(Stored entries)
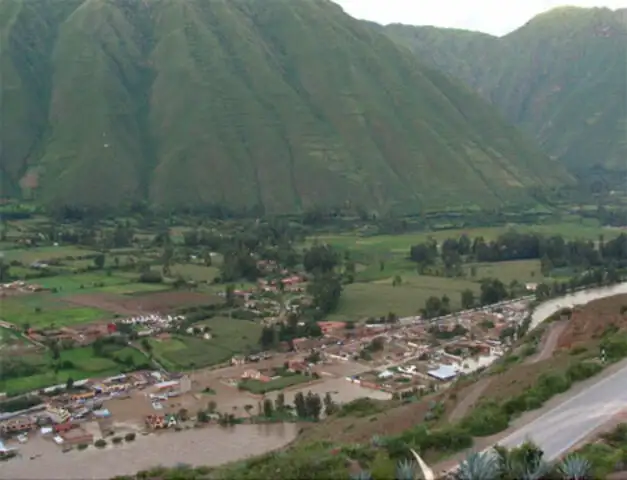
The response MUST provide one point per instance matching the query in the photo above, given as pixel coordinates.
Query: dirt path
(107, 302)
(485, 442)
(469, 400)
(549, 343)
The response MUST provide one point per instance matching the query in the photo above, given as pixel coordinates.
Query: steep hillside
(274, 106)
(562, 77)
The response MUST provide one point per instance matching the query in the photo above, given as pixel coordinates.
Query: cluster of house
(153, 323)
(57, 423)
(412, 358)
(79, 335)
(293, 366)
(64, 417)
(19, 287)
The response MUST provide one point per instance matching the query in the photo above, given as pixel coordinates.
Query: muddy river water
(207, 446)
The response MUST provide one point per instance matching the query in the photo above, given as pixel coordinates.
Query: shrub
(583, 370)
(486, 420)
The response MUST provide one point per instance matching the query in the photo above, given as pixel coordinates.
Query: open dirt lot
(592, 320)
(206, 446)
(162, 302)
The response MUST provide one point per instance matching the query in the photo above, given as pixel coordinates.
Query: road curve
(562, 427)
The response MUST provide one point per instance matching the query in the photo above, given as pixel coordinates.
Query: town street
(562, 427)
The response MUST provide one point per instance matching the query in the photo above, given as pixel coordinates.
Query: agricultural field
(259, 388)
(228, 337)
(68, 284)
(382, 260)
(47, 311)
(196, 273)
(77, 363)
(401, 243)
(34, 254)
(372, 299)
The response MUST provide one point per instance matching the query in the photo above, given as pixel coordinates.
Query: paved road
(561, 428)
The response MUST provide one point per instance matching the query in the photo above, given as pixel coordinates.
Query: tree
(543, 291)
(320, 258)
(326, 290)
(268, 408)
(202, 416)
(5, 271)
(268, 337)
(468, 299)
(99, 261)
(492, 291)
(330, 407)
(313, 405)
(146, 345)
(299, 404)
(229, 295)
(279, 403)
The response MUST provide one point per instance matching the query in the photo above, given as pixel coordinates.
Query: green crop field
(43, 311)
(402, 243)
(29, 255)
(259, 387)
(83, 364)
(229, 337)
(197, 273)
(68, 284)
(373, 299)
(521, 271)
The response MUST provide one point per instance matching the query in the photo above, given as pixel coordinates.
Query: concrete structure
(443, 372)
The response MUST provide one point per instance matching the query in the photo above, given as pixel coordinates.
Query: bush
(361, 407)
(486, 420)
(151, 276)
(583, 370)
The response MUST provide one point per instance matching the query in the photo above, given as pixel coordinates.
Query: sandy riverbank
(207, 446)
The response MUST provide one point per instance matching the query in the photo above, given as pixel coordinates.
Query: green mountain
(278, 105)
(562, 77)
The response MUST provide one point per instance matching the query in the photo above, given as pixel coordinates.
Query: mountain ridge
(239, 103)
(562, 77)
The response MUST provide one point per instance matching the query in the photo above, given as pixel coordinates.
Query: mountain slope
(273, 106)
(562, 77)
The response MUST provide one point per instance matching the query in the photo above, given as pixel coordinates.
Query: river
(209, 446)
(548, 308)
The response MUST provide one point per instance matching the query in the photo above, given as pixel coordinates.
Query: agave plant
(406, 470)
(535, 470)
(377, 441)
(575, 467)
(479, 466)
(361, 475)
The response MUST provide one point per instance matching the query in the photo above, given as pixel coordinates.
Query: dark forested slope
(561, 77)
(275, 106)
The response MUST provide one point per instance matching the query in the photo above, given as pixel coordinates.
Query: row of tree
(512, 245)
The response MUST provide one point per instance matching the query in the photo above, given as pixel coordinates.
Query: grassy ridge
(561, 77)
(278, 106)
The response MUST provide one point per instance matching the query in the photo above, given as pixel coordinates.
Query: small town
(382, 359)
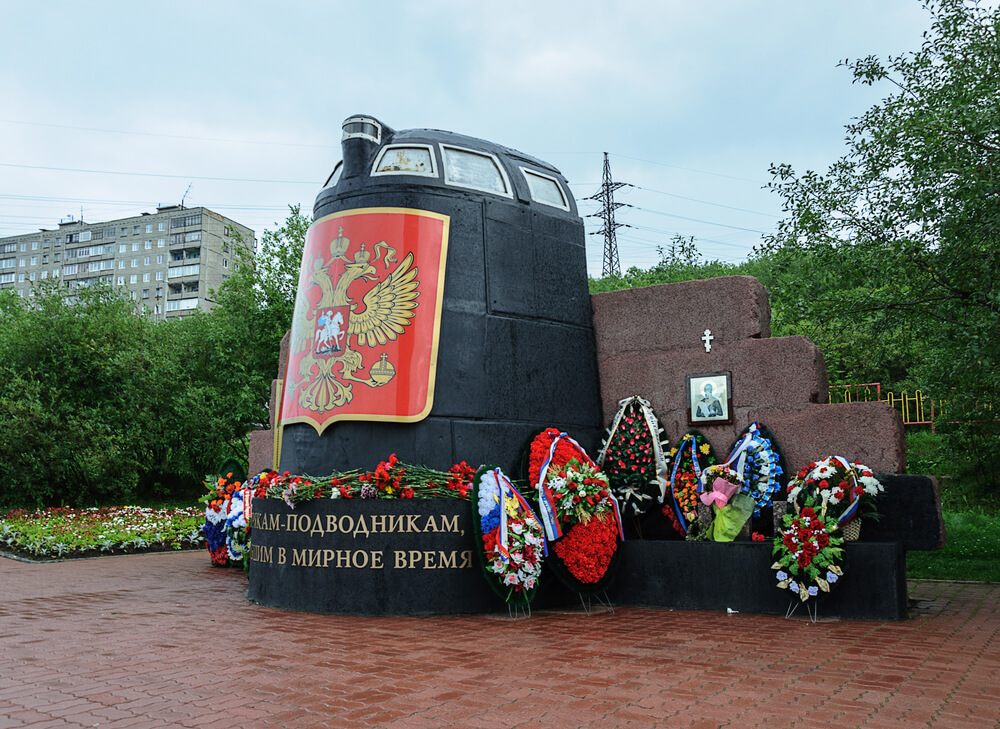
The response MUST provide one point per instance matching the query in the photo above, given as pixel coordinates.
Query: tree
(254, 310)
(907, 223)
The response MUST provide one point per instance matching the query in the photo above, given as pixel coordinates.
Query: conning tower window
(475, 170)
(545, 189)
(406, 160)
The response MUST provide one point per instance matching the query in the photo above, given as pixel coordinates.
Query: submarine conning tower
(443, 311)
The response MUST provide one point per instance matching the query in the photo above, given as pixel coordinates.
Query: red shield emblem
(367, 317)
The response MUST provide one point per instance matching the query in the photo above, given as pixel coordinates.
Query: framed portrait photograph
(710, 398)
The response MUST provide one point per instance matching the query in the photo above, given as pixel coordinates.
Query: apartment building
(169, 260)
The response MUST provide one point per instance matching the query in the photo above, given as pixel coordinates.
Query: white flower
(871, 485)
(825, 470)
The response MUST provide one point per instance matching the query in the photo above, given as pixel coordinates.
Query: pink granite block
(675, 316)
(765, 372)
(867, 432)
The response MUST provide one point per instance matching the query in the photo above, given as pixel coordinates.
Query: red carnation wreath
(578, 510)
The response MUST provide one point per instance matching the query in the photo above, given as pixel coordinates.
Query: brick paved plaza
(165, 640)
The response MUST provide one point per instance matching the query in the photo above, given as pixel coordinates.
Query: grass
(61, 533)
(971, 552)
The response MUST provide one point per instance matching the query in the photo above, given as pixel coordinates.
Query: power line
(606, 196)
(704, 202)
(698, 220)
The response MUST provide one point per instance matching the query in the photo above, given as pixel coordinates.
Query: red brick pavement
(168, 641)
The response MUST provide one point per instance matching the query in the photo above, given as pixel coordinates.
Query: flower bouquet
(632, 457)
(721, 488)
(509, 537)
(846, 490)
(808, 555)
(220, 493)
(578, 510)
(756, 458)
(688, 460)
(391, 479)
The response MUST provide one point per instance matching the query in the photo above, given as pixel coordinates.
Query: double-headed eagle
(386, 311)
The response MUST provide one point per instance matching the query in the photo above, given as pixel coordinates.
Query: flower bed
(61, 533)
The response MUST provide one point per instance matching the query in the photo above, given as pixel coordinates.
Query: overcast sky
(115, 107)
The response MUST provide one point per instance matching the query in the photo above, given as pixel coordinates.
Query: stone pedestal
(650, 339)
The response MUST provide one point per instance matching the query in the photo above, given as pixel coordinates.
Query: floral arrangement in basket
(510, 540)
(721, 488)
(220, 493)
(391, 479)
(227, 515)
(632, 457)
(846, 490)
(755, 457)
(807, 551)
(688, 460)
(580, 515)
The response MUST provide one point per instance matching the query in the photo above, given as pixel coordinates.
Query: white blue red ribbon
(673, 475)
(855, 500)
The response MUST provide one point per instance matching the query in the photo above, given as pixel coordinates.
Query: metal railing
(915, 407)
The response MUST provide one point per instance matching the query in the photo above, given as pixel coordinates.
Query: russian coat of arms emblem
(367, 318)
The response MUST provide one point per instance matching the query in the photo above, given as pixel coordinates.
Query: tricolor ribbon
(754, 441)
(507, 490)
(855, 500)
(688, 439)
(247, 494)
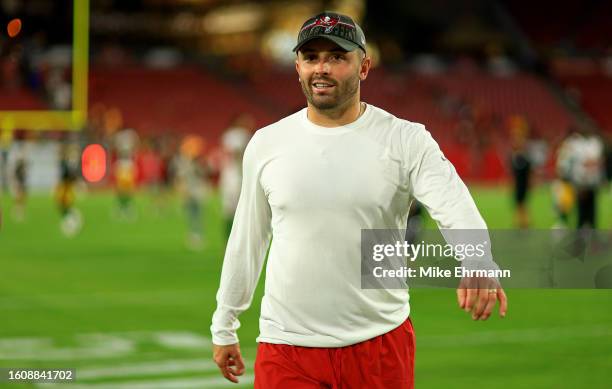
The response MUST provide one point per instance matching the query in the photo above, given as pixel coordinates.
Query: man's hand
(229, 360)
(479, 296)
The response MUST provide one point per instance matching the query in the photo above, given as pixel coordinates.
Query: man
(315, 179)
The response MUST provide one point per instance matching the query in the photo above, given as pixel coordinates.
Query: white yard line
(182, 383)
(148, 368)
(103, 299)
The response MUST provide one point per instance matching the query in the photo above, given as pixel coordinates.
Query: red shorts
(383, 362)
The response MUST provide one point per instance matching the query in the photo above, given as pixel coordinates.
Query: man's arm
(242, 265)
(436, 184)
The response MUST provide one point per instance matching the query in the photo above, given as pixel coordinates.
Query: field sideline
(129, 306)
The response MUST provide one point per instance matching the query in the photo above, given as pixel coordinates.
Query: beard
(342, 93)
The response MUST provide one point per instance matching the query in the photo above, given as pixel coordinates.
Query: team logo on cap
(328, 22)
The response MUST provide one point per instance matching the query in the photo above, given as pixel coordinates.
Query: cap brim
(343, 43)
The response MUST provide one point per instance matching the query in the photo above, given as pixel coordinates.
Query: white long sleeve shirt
(314, 188)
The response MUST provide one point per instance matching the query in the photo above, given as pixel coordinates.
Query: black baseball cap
(338, 28)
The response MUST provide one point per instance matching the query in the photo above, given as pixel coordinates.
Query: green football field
(129, 306)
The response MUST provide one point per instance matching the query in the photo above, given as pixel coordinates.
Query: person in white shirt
(314, 180)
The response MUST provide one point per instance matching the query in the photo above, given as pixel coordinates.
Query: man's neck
(337, 117)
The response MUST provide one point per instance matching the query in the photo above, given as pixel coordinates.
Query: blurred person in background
(588, 175)
(521, 166)
(6, 138)
(191, 175)
(581, 161)
(20, 178)
(563, 193)
(65, 192)
(234, 142)
(608, 162)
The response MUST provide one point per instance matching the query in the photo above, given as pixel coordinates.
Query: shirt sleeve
(245, 252)
(436, 184)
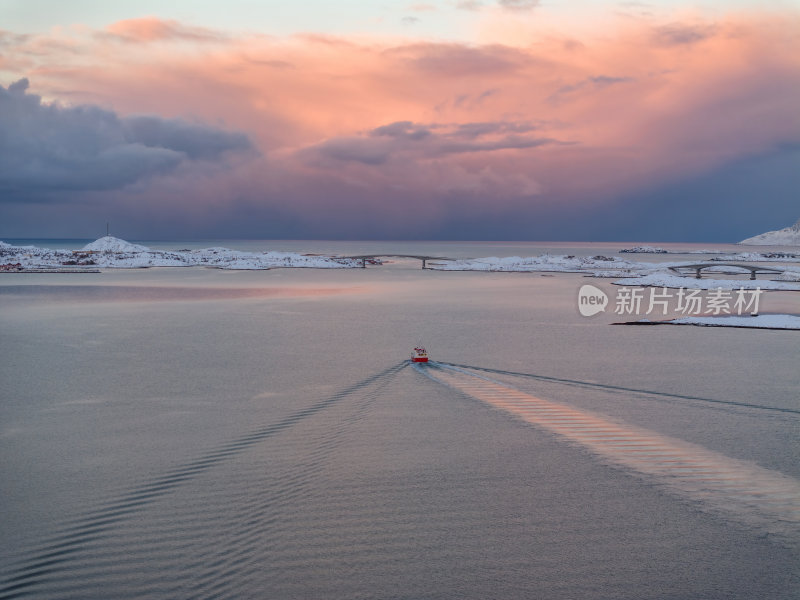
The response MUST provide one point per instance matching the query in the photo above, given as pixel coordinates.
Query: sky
(574, 120)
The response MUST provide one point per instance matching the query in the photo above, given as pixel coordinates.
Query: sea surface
(201, 433)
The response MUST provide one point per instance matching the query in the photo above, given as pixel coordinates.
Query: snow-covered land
(789, 236)
(644, 250)
(758, 321)
(111, 252)
(600, 266)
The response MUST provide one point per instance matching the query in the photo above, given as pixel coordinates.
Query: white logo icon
(591, 300)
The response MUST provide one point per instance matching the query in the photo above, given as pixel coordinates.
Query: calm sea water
(193, 433)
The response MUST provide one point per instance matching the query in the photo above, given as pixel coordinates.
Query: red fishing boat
(419, 355)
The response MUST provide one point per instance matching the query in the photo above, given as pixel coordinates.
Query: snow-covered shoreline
(114, 253)
(788, 236)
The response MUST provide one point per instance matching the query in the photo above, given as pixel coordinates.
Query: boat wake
(84, 559)
(755, 496)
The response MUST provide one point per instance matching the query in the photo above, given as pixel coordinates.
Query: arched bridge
(365, 257)
(700, 266)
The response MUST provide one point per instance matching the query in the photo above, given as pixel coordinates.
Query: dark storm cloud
(49, 147)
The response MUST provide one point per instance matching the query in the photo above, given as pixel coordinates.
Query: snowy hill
(112, 244)
(790, 236)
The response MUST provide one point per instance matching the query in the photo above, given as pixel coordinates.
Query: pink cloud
(556, 120)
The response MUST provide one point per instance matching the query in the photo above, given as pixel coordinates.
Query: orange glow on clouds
(549, 118)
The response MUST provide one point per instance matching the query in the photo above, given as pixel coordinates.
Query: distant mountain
(789, 236)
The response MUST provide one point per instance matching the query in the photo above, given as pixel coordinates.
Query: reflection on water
(746, 491)
(270, 444)
(144, 293)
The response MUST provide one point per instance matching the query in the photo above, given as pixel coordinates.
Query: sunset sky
(448, 119)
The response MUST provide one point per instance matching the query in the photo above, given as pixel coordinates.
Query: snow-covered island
(627, 272)
(789, 236)
(111, 252)
(644, 250)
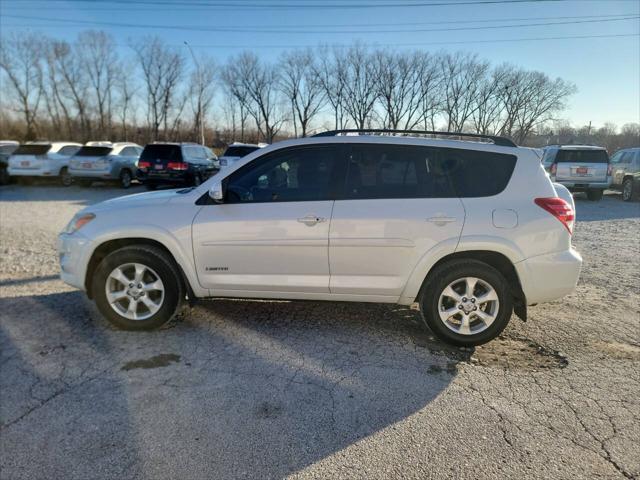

== What is needed ==
From the line containing "Query: reflection on water" down to the end of the data above, reproduce each line exactly; no pictures.

== Written answer ==
Query: reflection on water
(746, 491)
(270, 444)
(144, 293)
The response MUST provide one point per instance matching the query in the photo above, given as pixel coordinates.
Query: sunset sky
(448, 119)
The response MUST provide one point per instance matching the query in the photo above, given as pixel coordinates.
Query: snow-covered island
(627, 272)
(789, 236)
(111, 252)
(644, 250)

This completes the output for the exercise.